▶ [Entries supplied]:
#####
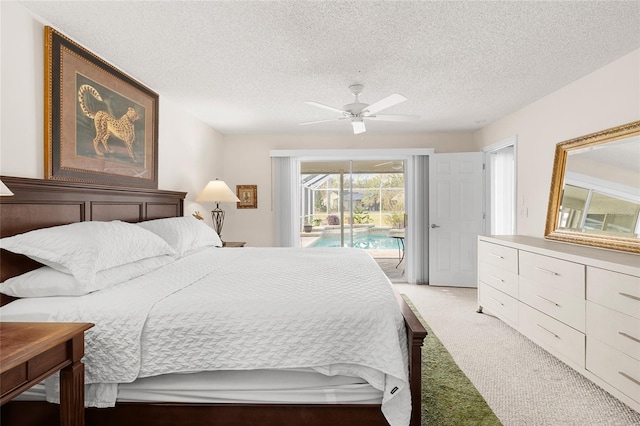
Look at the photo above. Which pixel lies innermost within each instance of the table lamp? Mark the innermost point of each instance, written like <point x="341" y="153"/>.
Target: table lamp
<point x="218" y="192"/>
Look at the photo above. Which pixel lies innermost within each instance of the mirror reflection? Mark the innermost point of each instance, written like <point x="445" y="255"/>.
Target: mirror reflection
<point x="601" y="192"/>
<point x="595" y="190"/>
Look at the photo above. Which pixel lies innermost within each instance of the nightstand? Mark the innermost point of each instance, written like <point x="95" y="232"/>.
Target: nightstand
<point x="232" y="244"/>
<point x="33" y="351"/>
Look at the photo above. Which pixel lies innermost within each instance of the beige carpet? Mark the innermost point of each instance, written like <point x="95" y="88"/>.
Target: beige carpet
<point x="521" y="382"/>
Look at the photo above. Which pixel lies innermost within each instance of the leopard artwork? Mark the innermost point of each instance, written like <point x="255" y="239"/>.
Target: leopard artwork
<point x="107" y="125"/>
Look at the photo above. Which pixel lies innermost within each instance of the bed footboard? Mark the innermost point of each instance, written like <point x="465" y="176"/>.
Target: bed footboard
<point x="415" y="336"/>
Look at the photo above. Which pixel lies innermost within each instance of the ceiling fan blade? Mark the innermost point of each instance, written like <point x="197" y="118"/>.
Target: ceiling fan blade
<point x="322" y="121"/>
<point x="384" y="103"/>
<point x="392" y="117"/>
<point x="358" y="127"/>
<point x="323" y="106"/>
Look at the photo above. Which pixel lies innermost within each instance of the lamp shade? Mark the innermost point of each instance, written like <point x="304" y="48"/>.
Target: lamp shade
<point x="218" y="192"/>
<point x="4" y="191"/>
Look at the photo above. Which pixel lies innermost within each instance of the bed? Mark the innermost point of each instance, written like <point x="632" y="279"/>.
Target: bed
<point x="43" y="204"/>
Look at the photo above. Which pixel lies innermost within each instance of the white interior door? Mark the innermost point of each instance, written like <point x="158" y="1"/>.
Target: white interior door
<point x="456" y="217"/>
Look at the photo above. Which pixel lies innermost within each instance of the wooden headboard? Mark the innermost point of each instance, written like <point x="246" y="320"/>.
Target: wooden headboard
<point x="39" y="203"/>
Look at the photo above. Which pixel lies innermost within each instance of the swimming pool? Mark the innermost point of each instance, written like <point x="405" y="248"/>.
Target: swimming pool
<point x="363" y="241"/>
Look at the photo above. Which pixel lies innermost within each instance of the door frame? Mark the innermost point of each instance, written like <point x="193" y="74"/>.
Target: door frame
<point x="489" y="150"/>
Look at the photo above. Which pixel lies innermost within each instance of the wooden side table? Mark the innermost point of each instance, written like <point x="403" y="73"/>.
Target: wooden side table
<point x="32" y="351"/>
<point x="232" y="244"/>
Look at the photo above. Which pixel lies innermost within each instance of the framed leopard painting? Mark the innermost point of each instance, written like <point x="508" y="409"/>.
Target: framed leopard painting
<point x="101" y="126"/>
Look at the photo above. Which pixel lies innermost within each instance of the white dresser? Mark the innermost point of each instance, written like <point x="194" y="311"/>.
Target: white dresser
<point x="581" y="304"/>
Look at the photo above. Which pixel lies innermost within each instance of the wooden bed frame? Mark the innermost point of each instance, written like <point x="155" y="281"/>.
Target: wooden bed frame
<point x="43" y="203"/>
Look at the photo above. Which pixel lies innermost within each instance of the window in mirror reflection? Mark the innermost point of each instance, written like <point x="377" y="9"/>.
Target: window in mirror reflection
<point x="604" y="213"/>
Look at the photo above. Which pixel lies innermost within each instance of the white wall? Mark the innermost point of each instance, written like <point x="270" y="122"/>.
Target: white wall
<point x="247" y="162"/>
<point x="190" y="152"/>
<point x="606" y="98"/>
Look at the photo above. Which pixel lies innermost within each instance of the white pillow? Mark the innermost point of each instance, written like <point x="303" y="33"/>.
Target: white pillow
<point x="85" y="248"/>
<point x="46" y="281"/>
<point x="184" y="233"/>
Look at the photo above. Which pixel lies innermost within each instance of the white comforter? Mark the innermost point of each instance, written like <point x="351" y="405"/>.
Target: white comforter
<point x="240" y="309"/>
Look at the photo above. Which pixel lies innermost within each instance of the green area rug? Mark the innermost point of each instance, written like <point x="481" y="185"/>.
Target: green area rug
<point x="448" y="396"/>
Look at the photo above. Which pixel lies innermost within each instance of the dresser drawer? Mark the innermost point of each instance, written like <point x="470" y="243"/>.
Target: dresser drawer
<point x="619" y="370"/>
<point x="566" y="276"/>
<point x="494" y="254"/>
<point x="502" y="305"/>
<point x="551" y="334"/>
<point x="617" y="291"/>
<point x="499" y="278"/>
<point x="618" y="330"/>
<point x="561" y="305"/>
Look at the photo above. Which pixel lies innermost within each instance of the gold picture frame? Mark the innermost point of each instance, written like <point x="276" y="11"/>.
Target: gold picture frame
<point x="248" y="196"/>
<point x="101" y="126"/>
<point x="602" y="141"/>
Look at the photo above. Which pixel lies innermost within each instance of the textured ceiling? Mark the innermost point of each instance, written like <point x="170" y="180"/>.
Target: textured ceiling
<point x="247" y="67"/>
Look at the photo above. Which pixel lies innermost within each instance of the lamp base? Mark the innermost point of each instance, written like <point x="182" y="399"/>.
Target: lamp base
<point x="217" y="217"/>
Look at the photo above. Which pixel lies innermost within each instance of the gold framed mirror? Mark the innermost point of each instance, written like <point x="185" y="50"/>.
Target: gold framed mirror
<point x="595" y="190"/>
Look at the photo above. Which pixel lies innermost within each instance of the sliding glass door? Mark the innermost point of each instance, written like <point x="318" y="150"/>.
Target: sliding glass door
<point x="352" y="204"/>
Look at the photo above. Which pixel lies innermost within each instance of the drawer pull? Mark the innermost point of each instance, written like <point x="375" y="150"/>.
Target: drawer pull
<point x="630" y="296"/>
<point x="547" y="300"/>
<point x="548" y="331"/>
<point x="628" y="336"/>
<point x="547" y="271"/>
<point x="626" y="376"/>
<point x="497" y="300"/>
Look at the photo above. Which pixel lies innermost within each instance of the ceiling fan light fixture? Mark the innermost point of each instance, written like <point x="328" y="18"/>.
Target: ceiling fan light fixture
<point x="358" y="125"/>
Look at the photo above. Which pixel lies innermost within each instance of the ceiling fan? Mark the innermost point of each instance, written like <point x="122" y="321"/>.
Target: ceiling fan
<point x="357" y="112"/>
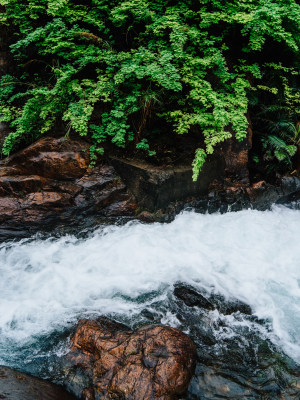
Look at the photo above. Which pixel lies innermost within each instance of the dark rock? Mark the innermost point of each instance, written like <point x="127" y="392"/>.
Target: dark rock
<point x="109" y="361"/>
<point x="48" y="185"/>
<point x="15" y="385"/>
<point x="192" y="298"/>
<point x="156" y="187"/>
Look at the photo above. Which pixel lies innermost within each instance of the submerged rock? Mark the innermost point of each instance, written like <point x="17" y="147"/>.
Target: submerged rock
<point x="110" y="361"/>
<point x="15" y="385"/>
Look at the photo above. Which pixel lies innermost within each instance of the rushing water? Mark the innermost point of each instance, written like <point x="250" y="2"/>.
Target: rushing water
<point x="46" y="285"/>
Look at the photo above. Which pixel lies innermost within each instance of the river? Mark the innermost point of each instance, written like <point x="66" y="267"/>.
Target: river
<point x="128" y="271"/>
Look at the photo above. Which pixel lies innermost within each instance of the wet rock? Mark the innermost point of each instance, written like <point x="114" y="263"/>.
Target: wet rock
<point x="15" y="385"/>
<point x="155" y="187"/>
<point x="109" y="361"/>
<point x="49" y="186"/>
<point x="192" y="298"/>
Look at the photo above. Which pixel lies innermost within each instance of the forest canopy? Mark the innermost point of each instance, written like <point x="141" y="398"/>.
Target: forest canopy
<point x="108" y="67"/>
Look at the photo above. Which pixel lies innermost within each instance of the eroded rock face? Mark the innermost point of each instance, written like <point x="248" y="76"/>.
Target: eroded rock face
<point x="49" y="184"/>
<point x="15" y="385"/>
<point x="154" y="362"/>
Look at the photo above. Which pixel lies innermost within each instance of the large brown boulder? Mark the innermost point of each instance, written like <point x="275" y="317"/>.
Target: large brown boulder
<point x="49" y="184"/>
<point x="154" y="362"/>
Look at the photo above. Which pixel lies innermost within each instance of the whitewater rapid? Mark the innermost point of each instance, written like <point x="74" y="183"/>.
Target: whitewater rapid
<point x="47" y="284"/>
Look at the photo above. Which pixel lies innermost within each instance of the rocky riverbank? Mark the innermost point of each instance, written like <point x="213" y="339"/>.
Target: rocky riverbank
<point x="49" y="187"/>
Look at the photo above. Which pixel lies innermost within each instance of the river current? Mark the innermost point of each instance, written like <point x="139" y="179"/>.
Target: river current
<point x="121" y="271"/>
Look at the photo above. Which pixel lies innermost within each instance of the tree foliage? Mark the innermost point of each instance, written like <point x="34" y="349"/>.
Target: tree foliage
<point x="106" y="67"/>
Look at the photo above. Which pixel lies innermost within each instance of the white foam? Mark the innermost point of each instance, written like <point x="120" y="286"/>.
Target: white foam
<point x="251" y="255"/>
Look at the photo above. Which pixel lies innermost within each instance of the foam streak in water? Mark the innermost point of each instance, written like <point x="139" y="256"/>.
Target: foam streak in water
<point x="251" y="255"/>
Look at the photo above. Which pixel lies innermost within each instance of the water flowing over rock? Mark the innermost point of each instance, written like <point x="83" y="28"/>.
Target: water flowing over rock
<point x="15" y="385"/>
<point x="109" y="361"/>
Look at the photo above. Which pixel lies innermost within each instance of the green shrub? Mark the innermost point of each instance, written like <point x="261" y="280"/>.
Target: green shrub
<point x="191" y="63"/>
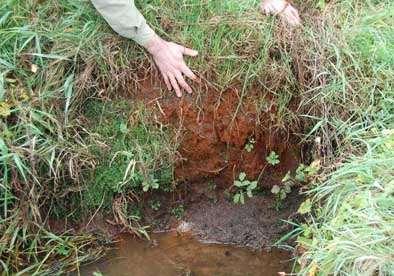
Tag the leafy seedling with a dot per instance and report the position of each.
(244, 186)
(273, 158)
(250, 144)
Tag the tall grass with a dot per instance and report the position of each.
(350, 229)
(57, 55)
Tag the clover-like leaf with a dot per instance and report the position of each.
(273, 158)
(275, 189)
(305, 207)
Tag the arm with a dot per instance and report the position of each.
(126, 20)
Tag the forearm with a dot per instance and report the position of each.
(125, 19)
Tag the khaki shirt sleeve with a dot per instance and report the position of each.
(125, 19)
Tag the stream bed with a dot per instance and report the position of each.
(173, 254)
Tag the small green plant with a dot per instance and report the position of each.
(303, 174)
(273, 158)
(155, 205)
(244, 186)
(250, 144)
(152, 184)
(178, 211)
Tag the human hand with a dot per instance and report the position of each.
(168, 56)
(282, 8)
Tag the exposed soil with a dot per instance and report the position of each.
#####
▶ [Directions for this task]: Format the data lines from the one containing "Tag the khaki" through the last line of the data as a JSON list of strings, one string per line. Include both end lines and leave out any blank lines.

▶ [Answer below]:
[
  "Tag the khaki shirt sleeve with a dot per instance and report the position of each.",
  "(125, 19)",
  "Tag the stream bed with a dot per instance and report the position of each.",
  "(173, 254)",
  "Tag the small green plant with a dot per instance and report the position of each.",
  "(303, 174)",
  "(273, 158)",
  "(155, 205)",
  "(244, 186)",
  "(250, 144)",
  "(152, 184)",
  "(178, 211)",
  "Tag the human hand with a dot per instance and report the position of each.",
  "(168, 56)",
  "(282, 8)",
  "Tag the exposed soil with a dot per instance and report the position of each."
]